**DOCUMENT:**
------
4.2 Improved pattern scaling using SMILEs
In this section, we demonstrate how S/N M EOF pattern filtering can increase the capabilities of statistical approaches for explaining DSL based in GMTSLR by reducing ICV within SMILEs. For comparison, we first show pattern scaling performance when using single realizations and how conventional methods (ensemble mean) reduce root mean square error (RMSE) when using a couple of realizations instead. Second, we examine S/N M EOF as a method for reducing RMSE more efficiently. We compare regional RSME from both ensemble mean and pattern filtering on only two realizations to allow an assessment of the areas that benefit the most from filtering when a few simulations are available. Lastly, we contrast how both ensemble mean and S/N M EOF pattern filtering reduce global-mean RMSE as the number of realizations included in the analysis is increased.
As pattern scaling is performed on a grid-point basis, regression performances can be location-dependent (Fig. 5a). Despite such regional variations, we found no substantial differences between GHG scenarios for the regional or global-mean RMSE estimates when pattern-scaling DSL simulations extending up to 2100. Thus, results shown and discussed here are pertinent to the historical + RCP2.6 scenario for illustrative purposes, unless otherwise stated. When applying pattern scaling to a single realization of DSL from MPI-GE, the area-weighted, ensemble average RMSE is 3.78 cm, a value which is similar to previous estimates from studies performed on some of the CMIP5 models (Bilbao et al., 2015; Yuan and Kopp, 2021). However, pattern scaling performance shows a large spatial variability, ranging from 1.13 to 14.95 cm regionally (Fig. 5a). High RMSE values (i.e., lower regression performance) can be found in places subject to nonlinear mesoscale processes driven by strong currents, coinciding with the places where the S/N M EOF technique requires many realizations to explain at least 80 % of the forced response variance (Fig. 4b). These are the Antarctic Circumpolar Current (Southern Ocean) or western boundary currents, including the Gulf Stream (western North Atlantic), Agulhas Current (South Africa), and Kuroshio Current (western North Pacific), as well as at the Brazil–Malvinas Confluence (western South Atlantic). Low RMSE values are found in the more stable eastern boundary currents, such as the Humboldt (Peru) Current, and in equatorial locations where DSL is relatively less influenced by large modes of climate variability (e.g., equatorial Atlantic and Indian Ocean).
------
**DATA SUPPLIED:**
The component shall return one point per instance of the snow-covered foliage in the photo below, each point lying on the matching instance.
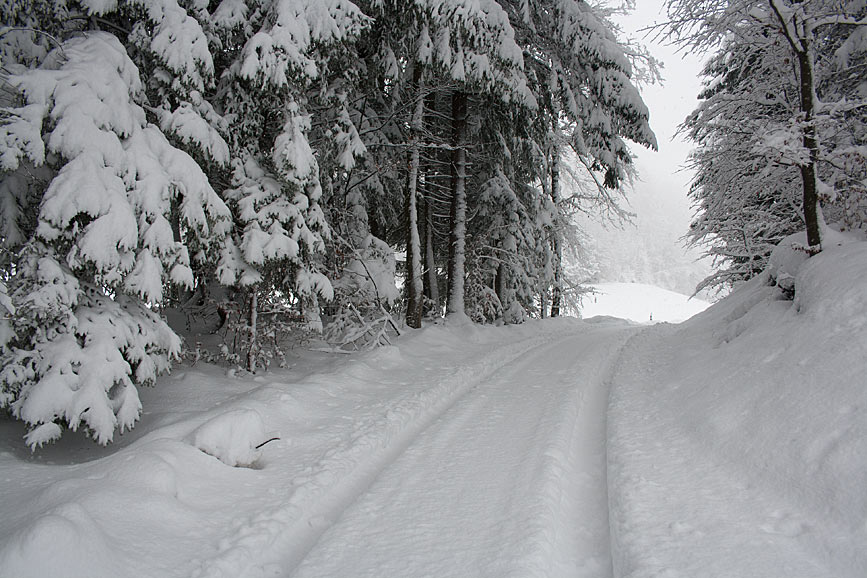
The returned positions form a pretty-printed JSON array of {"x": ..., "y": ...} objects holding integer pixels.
[
  {"x": 743, "y": 427},
  {"x": 77, "y": 355},
  {"x": 102, "y": 244},
  {"x": 780, "y": 130},
  {"x": 153, "y": 149}
]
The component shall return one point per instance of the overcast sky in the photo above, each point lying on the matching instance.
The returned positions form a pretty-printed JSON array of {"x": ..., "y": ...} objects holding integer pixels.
[
  {"x": 669, "y": 102},
  {"x": 652, "y": 251}
]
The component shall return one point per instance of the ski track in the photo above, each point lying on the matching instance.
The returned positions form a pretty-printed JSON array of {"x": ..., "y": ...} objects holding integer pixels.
[
  {"x": 271, "y": 542},
  {"x": 491, "y": 487}
]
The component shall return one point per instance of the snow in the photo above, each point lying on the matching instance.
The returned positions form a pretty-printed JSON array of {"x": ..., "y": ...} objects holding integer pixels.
[
  {"x": 640, "y": 303},
  {"x": 732, "y": 444}
]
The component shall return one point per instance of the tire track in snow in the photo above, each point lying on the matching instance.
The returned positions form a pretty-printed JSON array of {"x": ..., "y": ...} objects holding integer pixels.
[
  {"x": 509, "y": 481},
  {"x": 271, "y": 543}
]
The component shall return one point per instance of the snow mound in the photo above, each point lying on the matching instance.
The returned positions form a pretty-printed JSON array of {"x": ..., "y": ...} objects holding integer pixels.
[
  {"x": 234, "y": 437},
  {"x": 73, "y": 539}
]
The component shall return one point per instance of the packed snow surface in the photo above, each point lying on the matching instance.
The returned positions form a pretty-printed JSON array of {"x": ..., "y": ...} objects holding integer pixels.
[{"x": 732, "y": 445}]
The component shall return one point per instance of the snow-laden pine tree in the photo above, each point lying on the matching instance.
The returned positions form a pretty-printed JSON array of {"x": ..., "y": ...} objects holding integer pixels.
[
  {"x": 286, "y": 64},
  {"x": 94, "y": 249},
  {"x": 582, "y": 78},
  {"x": 821, "y": 48}
]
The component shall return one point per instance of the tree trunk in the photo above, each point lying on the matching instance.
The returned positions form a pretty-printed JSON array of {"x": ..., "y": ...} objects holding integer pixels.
[
  {"x": 458, "y": 229},
  {"x": 432, "y": 290},
  {"x": 808, "y": 170},
  {"x": 253, "y": 349},
  {"x": 415, "y": 297},
  {"x": 557, "y": 289},
  {"x": 799, "y": 38}
]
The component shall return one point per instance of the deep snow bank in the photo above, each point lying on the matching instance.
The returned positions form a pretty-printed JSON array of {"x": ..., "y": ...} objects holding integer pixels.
[
  {"x": 738, "y": 440},
  {"x": 158, "y": 505}
]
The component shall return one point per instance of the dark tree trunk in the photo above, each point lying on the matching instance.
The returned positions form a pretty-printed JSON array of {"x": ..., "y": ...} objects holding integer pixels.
[
  {"x": 808, "y": 170},
  {"x": 458, "y": 228},
  {"x": 557, "y": 289},
  {"x": 415, "y": 298},
  {"x": 253, "y": 349},
  {"x": 431, "y": 283}
]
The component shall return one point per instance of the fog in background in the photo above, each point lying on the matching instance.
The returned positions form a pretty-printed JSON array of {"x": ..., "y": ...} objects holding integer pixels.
[{"x": 651, "y": 250}]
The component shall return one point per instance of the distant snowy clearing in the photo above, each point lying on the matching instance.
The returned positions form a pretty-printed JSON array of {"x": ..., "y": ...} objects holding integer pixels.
[
  {"x": 733, "y": 445},
  {"x": 640, "y": 303}
]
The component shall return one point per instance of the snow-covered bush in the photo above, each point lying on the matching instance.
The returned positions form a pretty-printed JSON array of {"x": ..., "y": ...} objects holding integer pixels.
[{"x": 365, "y": 292}]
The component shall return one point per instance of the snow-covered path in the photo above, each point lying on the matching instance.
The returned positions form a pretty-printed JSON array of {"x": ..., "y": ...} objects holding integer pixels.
[{"x": 509, "y": 481}]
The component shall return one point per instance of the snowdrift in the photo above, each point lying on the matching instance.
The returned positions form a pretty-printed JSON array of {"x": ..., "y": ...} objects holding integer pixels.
[{"x": 738, "y": 440}]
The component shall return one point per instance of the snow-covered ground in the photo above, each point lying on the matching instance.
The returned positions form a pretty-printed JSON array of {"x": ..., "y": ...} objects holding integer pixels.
[
  {"x": 732, "y": 445},
  {"x": 640, "y": 303}
]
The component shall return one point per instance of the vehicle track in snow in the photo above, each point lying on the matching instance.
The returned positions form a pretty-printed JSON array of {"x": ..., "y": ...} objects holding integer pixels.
[
  {"x": 508, "y": 480},
  {"x": 272, "y": 540}
]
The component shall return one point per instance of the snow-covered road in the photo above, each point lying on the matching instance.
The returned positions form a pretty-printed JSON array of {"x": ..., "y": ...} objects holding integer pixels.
[
  {"x": 508, "y": 481},
  {"x": 730, "y": 446}
]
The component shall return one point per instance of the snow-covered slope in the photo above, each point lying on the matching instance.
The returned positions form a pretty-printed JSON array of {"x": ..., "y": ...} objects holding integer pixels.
[
  {"x": 738, "y": 440},
  {"x": 736, "y": 447},
  {"x": 640, "y": 303}
]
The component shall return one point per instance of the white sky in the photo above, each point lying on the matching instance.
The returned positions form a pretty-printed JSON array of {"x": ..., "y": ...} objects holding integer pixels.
[
  {"x": 669, "y": 103},
  {"x": 652, "y": 251}
]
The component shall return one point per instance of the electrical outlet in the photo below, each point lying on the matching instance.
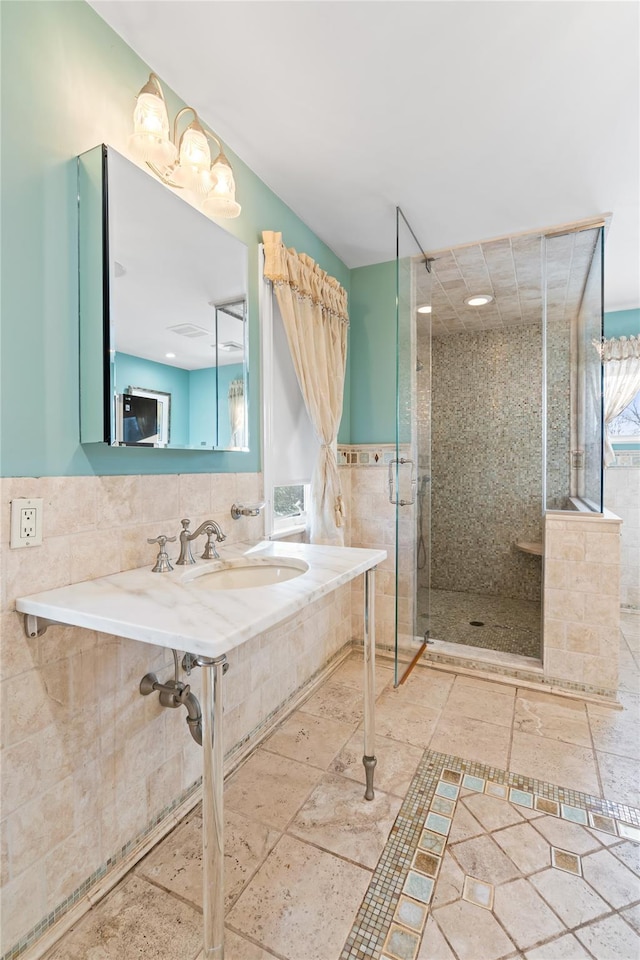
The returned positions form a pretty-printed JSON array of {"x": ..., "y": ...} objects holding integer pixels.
[{"x": 26, "y": 522}]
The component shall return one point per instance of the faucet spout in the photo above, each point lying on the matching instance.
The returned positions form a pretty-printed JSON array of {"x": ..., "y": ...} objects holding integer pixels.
[{"x": 211, "y": 528}]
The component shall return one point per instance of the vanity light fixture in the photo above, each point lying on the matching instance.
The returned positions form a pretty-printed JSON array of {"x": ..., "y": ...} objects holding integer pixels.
[
  {"x": 184, "y": 163},
  {"x": 478, "y": 299}
]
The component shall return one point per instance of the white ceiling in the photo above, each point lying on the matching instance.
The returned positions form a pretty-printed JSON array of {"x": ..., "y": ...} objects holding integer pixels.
[{"x": 479, "y": 119}]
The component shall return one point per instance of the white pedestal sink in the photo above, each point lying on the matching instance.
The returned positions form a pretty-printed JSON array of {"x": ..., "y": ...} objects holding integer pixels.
[{"x": 208, "y": 611}]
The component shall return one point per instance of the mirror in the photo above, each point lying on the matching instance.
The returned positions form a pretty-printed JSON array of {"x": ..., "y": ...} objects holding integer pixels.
[{"x": 163, "y": 315}]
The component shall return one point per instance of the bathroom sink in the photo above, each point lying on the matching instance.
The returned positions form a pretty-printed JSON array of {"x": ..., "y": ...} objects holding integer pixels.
[{"x": 246, "y": 573}]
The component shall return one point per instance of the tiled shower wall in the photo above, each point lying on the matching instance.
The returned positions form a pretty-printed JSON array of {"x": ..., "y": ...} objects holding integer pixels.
[
  {"x": 88, "y": 764},
  {"x": 486, "y": 459},
  {"x": 622, "y": 497}
]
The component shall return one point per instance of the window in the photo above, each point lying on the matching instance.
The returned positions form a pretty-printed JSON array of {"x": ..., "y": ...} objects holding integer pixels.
[
  {"x": 290, "y": 446},
  {"x": 625, "y": 428},
  {"x": 290, "y": 505}
]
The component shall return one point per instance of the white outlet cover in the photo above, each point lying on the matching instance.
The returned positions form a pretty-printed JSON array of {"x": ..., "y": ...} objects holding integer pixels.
[{"x": 17, "y": 506}]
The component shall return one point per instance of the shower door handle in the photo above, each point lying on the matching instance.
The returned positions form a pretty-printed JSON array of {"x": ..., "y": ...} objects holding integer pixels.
[{"x": 393, "y": 493}]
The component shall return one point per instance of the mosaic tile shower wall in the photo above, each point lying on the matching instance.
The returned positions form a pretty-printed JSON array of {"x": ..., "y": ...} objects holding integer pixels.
[{"x": 486, "y": 461}]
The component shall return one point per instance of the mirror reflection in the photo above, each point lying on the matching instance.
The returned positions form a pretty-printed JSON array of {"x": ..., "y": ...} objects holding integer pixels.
[{"x": 175, "y": 317}]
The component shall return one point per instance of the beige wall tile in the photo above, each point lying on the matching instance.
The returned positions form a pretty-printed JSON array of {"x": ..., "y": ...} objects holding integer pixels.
[
  {"x": 22, "y": 905},
  {"x": 564, "y": 605},
  {"x": 106, "y": 759},
  {"x": 160, "y": 497},
  {"x": 119, "y": 501}
]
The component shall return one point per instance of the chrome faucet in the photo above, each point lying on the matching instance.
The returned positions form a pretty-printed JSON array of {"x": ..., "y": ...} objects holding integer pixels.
[{"x": 211, "y": 528}]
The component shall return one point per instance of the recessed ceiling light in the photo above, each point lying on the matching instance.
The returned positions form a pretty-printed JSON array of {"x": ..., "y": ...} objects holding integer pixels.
[{"x": 478, "y": 299}]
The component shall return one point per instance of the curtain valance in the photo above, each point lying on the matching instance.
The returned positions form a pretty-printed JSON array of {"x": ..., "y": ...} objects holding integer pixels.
[{"x": 314, "y": 313}]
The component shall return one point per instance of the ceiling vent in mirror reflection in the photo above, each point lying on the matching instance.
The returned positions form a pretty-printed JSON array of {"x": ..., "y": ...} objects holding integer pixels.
[{"x": 188, "y": 330}]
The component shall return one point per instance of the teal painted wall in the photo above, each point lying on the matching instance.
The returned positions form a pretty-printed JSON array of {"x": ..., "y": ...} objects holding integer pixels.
[
  {"x": 373, "y": 351},
  {"x": 69, "y": 83},
  {"x": 622, "y": 323}
]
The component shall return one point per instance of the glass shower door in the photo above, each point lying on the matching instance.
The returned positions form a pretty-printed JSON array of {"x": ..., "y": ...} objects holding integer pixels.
[{"x": 409, "y": 472}]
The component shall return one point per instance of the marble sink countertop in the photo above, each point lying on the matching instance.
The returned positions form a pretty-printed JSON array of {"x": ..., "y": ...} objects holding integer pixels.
[{"x": 166, "y": 609}]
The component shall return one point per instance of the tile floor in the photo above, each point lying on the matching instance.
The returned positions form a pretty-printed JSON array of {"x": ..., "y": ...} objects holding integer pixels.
[{"x": 505, "y": 825}]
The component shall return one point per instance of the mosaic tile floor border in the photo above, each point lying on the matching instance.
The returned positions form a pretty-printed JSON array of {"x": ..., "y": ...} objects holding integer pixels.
[{"x": 394, "y": 910}]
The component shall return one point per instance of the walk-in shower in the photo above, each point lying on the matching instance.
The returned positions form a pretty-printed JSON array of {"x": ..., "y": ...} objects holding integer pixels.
[{"x": 498, "y": 420}]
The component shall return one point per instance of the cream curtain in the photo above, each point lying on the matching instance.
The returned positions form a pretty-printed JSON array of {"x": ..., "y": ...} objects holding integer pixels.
[
  {"x": 314, "y": 312},
  {"x": 621, "y": 362}
]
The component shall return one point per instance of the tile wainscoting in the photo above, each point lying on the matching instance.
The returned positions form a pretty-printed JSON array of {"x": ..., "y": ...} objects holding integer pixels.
[{"x": 90, "y": 767}]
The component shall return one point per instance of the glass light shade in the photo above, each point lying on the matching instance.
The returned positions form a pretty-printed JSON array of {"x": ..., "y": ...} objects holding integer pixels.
[
  {"x": 150, "y": 139},
  {"x": 194, "y": 161},
  {"x": 478, "y": 300},
  {"x": 221, "y": 199}
]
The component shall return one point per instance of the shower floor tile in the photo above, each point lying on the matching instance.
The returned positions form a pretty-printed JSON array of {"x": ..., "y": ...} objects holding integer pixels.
[
  {"x": 467, "y": 861},
  {"x": 480, "y": 620}
]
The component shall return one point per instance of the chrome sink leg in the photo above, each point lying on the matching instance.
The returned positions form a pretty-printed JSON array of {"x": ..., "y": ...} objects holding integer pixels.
[
  {"x": 369, "y": 758},
  {"x": 212, "y": 807}
]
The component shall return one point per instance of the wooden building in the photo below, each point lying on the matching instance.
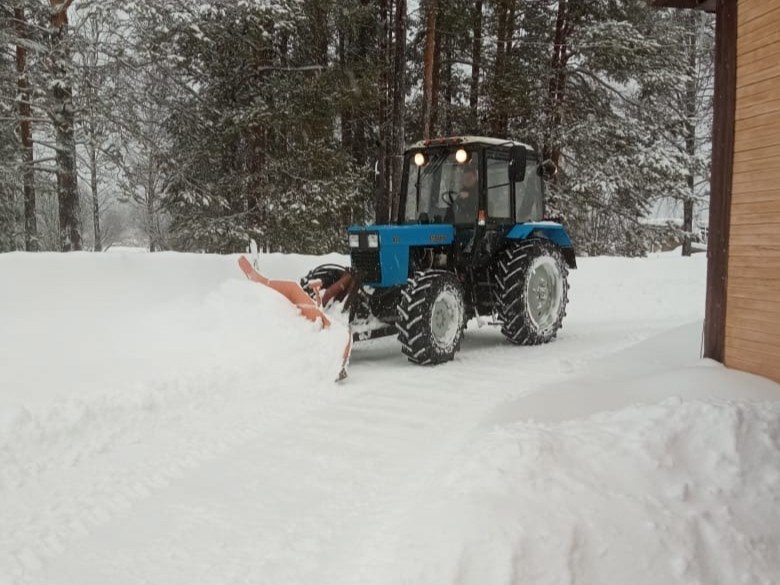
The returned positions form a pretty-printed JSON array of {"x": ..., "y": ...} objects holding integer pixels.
[{"x": 742, "y": 321}]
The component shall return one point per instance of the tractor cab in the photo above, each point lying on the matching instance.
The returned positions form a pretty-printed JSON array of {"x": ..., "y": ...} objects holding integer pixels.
[{"x": 469, "y": 182}]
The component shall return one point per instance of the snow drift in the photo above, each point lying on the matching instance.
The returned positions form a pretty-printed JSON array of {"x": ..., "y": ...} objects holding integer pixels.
[{"x": 163, "y": 420}]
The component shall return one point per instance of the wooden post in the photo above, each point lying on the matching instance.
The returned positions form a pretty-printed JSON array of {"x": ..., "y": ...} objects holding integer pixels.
[{"x": 722, "y": 172}]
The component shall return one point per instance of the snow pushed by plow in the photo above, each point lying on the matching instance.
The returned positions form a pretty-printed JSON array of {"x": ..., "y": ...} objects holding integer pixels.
[{"x": 163, "y": 420}]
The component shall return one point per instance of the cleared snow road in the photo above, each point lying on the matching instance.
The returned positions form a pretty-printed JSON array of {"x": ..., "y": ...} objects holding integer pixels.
[{"x": 164, "y": 421}]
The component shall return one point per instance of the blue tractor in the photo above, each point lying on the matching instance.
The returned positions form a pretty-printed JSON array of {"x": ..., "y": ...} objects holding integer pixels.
[{"x": 468, "y": 240}]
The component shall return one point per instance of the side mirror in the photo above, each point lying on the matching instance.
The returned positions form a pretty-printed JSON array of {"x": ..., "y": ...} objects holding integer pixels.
[
  {"x": 517, "y": 160},
  {"x": 547, "y": 169}
]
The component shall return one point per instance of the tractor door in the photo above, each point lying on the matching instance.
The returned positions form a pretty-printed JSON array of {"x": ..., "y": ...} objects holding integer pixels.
[
  {"x": 529, "y": 195},
  {"x": 499, "y": 192}
]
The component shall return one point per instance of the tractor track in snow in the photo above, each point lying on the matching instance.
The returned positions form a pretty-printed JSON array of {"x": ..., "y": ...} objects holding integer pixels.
[{"x": 354, "y": 450}]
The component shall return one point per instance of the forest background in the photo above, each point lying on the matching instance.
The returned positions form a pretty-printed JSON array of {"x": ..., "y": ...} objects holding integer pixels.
[{"x": 196, "y": 125}]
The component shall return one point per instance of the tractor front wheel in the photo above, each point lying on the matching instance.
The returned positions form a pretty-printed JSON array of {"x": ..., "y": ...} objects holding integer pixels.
[
  {"x": 531, "y": 291},
  {"x": 431, "y": 317}
]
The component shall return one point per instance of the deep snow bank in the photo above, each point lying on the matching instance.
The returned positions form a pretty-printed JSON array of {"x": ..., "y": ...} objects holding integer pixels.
[
  {"x": 677, "y": 490},
  {"x": 88, "y": 340}
]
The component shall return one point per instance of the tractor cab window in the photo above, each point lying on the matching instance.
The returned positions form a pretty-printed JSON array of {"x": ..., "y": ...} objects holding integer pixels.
[
  {"x": 498, "y": 186},
  {"x": 442, "y": 190},
  {"x": 529, "y": 195}
]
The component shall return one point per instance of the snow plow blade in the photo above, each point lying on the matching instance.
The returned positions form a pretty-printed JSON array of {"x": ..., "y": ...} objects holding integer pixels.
[{"x": 293, "y": 292}]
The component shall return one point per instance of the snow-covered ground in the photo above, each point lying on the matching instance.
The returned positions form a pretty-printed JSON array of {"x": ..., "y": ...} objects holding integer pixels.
[{"x": 164, "y": 421}]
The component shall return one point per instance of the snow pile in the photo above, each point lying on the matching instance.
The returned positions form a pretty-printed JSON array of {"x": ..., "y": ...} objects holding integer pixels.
[
  {"x": 163, "y": 420},
  {"x": 680, "y": 491}
]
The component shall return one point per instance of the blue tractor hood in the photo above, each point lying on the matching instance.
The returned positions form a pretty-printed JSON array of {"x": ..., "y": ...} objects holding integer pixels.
[{"x": 387, "y": 263}]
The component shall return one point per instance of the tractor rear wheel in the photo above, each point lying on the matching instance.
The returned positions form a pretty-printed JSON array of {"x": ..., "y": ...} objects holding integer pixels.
[
  {"x": 431, "y": 317},
  {"x": 531, "y": 291}
]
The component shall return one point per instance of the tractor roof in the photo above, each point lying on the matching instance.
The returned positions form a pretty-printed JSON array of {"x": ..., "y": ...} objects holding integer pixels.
[{"x": 460, "y": 140}]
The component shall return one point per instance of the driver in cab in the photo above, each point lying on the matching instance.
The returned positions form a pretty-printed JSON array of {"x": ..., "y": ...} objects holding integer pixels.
[{"x": 465, "y": 208}]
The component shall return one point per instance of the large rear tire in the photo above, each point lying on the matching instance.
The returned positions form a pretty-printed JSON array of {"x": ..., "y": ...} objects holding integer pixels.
[
  {"x": 531, "y": 291},
  {"x": 431, "y": 317}
]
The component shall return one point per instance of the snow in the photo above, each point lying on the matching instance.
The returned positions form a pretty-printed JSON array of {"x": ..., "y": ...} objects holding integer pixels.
[{"x": 163, "y": 420}]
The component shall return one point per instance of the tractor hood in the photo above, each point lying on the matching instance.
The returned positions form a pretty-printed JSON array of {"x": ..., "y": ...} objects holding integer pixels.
[{"x": 380, "y": 253}]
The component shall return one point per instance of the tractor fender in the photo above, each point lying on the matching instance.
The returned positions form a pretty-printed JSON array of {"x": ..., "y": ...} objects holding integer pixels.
[{"x": 550, "y": 230}]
------
**THE TASKS:**
1: Answer these from the pattern scaling section, one line each:
(a) On how many realizations are the ensemble mean and pattern filtering compared for regional RMSE?
(b) Which scenario do the results shown and discussed pertain to, unless otherwise stated?
(c) What is the area-weighted, ensemble average RMSE when pattern scaling is applied to a single realization of DSL from MPI-GE?
2: Summarize the pattern scaling section in two sentences.

**WRITTEN RESPONSES:**
1:
(a) Two realizations.
(b) The historical + RCP2.6 scenario.
(c) 3.78 cm.

2: The section shows how S/N M EOF pattern filtering can reduce ICV within SMILEs, examining it as a more efficient way than the ensemble mean to lower RMSE when pattern scaling DSL on GMTSLR. For a single MPI-GE realization, the area-weighted, ensemble average RMSE is 3.78 cm but ranges regionally from 1.13 to 14.95 cm, being high near strong currents such as the Antarctic Circumpolar Current and western boundary currents and low in more stable eastern boundary currents and equatorial locations.